◆ Directions for this task
Bring together copies of the lines in the data below that contain the word "logo".

◆ Dataset excerpts
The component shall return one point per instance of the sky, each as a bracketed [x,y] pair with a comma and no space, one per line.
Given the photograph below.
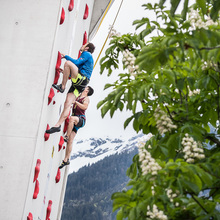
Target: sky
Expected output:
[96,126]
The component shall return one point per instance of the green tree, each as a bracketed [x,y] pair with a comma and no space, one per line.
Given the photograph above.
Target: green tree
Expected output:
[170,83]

* * *

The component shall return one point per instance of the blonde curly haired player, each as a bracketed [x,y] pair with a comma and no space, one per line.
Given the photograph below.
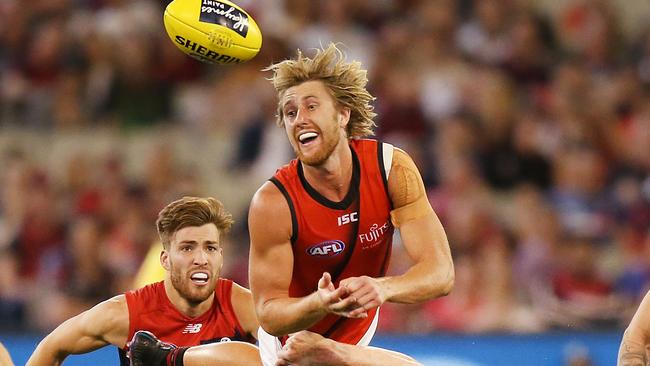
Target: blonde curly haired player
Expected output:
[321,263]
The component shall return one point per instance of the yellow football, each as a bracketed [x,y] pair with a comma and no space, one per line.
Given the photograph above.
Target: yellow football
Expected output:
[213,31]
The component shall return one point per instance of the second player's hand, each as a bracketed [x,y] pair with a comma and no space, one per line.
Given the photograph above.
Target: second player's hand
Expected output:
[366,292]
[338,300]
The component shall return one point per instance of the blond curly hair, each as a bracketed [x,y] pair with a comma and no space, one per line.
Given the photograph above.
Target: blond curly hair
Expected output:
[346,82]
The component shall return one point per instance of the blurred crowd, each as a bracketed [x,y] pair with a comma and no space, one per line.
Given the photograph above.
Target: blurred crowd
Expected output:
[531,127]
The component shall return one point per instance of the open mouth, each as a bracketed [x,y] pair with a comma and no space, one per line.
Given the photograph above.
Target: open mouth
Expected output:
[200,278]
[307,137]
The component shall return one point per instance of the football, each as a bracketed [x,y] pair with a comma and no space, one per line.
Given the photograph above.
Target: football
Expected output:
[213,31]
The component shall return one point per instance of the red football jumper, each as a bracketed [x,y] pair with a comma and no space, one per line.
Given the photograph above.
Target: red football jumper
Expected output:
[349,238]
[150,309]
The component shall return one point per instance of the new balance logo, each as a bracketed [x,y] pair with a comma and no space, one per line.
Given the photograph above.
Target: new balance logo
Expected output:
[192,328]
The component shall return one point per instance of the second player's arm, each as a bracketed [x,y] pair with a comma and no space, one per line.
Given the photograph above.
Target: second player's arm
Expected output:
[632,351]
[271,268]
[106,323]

◆ Task answer
The component shall return one point per instance of the new balance logo, each as a bracketed [x,y] pair with a comma and no space, one per line.
Target: new balance logo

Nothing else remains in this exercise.